Action item — From first line to last, print the records exactly, but leave out the pictures.

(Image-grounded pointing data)
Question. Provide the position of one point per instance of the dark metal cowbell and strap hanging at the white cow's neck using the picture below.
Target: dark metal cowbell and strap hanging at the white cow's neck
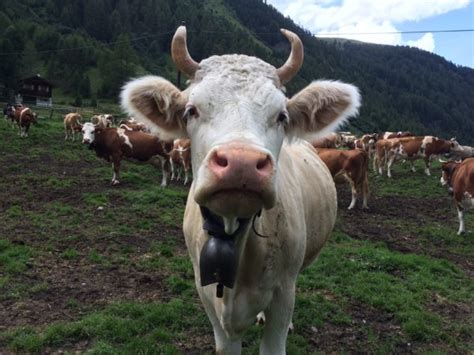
(219, 259)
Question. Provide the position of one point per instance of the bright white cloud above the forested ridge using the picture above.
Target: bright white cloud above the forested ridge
(367, 16)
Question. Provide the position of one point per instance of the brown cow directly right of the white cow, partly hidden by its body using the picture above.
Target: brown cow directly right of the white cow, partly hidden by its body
(351, 166)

Task solution —
Question. Provide the position of one point per instance of the dark metal cowbell and strap hanging at the white cow's neck using the picture below.
Target: dark metal cowbell and strap hanging at the white cow's neck
(219, 259)
Question. Provide the position of one point per instance of the bright white cloud above the forested ridge using the picture above.
Target: bright white cloud above the forested ridge
(367, 16)
Question. Provide the position of one point per instance of the brown cow directly right of the white cow, partly hidden by its body using the picture above.
Target: brown cow directly right of the white cow, partly hidden by its body
(351, 166)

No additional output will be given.